Task to complete:
In this exercise, reproduce all the entries that follow exactly.

##### Dataset extract #####

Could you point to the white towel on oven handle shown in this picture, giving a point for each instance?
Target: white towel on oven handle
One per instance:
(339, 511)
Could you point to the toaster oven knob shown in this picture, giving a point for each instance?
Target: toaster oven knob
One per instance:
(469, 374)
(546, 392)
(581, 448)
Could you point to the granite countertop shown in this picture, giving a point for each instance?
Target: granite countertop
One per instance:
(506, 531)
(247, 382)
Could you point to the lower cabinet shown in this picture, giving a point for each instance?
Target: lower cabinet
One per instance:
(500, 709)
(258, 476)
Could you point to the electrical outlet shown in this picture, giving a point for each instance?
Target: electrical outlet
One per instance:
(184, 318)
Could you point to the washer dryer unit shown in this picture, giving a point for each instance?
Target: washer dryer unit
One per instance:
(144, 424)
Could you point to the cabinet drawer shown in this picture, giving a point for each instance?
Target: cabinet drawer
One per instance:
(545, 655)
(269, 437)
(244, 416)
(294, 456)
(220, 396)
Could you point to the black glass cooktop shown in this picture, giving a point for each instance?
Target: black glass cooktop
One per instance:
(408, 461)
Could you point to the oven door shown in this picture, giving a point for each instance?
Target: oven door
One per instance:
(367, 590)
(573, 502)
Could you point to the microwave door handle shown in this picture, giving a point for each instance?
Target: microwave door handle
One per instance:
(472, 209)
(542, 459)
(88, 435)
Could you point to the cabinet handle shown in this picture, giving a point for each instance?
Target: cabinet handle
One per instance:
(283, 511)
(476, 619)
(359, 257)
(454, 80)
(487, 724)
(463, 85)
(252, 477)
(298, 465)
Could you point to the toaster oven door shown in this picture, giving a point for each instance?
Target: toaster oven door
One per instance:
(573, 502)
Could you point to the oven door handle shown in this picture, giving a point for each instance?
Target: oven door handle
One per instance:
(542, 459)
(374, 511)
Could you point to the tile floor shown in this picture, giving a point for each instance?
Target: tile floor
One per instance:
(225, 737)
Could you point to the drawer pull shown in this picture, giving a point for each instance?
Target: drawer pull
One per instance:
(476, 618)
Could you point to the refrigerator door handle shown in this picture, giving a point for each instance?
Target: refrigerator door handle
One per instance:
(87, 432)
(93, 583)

#####

Exercise answer:
Could you point to the white towel on oven handle shown in this picture, giving a point for each instance?
Target: white towel on oven handle
One per instance:
(339, 511)
Could you point to the toaster oven knob shown in this picture, giving a point for each instance?
Target: toaster oven knob
One per instance:
(469, 374)
(546, 392)
(581, 448)
Could you point to the granite countertop shown in this picture, giving a point for each instance?
Target: granite countertop
One per instance:
(506, 531)
(247, 382)
Could you point to the lower cabinet shown in this picture, giving a point for each instance?
Target: lower cabinet
One per instance:
(500, 709)
(258, 476)
Could you point to the electrical outlet shown in this picture, giving a point for each instance?
Target: electrical outlet
One per instance:
(184, 318)
Could you point to the washer dryer unit shown in this picture, giving a point for each instance?
Target: washer dryer unit
One per instance:
(144, 424)
Could you point to the cabinet drawer shown in this picture, giving a point for each instance?
Target: cabinet drawer
One per instance:
(545, 655)
(269, 437)
(244, 416)
(294, 456)
(220, 396)
Could you point to the black glass cooktop shown in this picture, giving a point for each instance?
Target: black glass cooktop
One per instance:
(408, 461)
Could you point to the oven door shown in this picture, giving a point for each instance?
Target: oven door
One per instance:
(367, 590)
(573, 502)
Could you point to the microwave door handle shown in this picture, giving a point for each instance?
Target: microwave door handle
One per instance:
(472, 209)
(542, 459)
(88, 435)
Could you point to the cabinet handle shown in this picture, giving a point for each instance?
Target: cabinet handle
One per instance:
(283, 511)
(476, 619)
(359, 257)
(454, 80)
(487, 724)
(463, 85)
(252, 477)
(298, 465)
Could you point to the toaster oven door shown in this picture, giving a point for each instance?
Target: toaster oven door
One per instance:
(573, 502)
Could you point to the oven door handle shown in this picture, giving a point for each instance?
Target: oven door handle
One per instance:
(542, 459)
(374, 511)
Could you point to the tile floor shown in this picture, giving a point for each instance?
Target: tile floor
One per instance:
(225, 737)
Could you point to the drawer pull shown in this picture, giving a point for each instance?
Target: drawer pull
One per instance:
(476, 618)
Could you point to the refrigerator door handle shown in this picture, giving a point for each instance?
Target: refrigerator door handle
One per instance:
(87, 432)
(93, 583)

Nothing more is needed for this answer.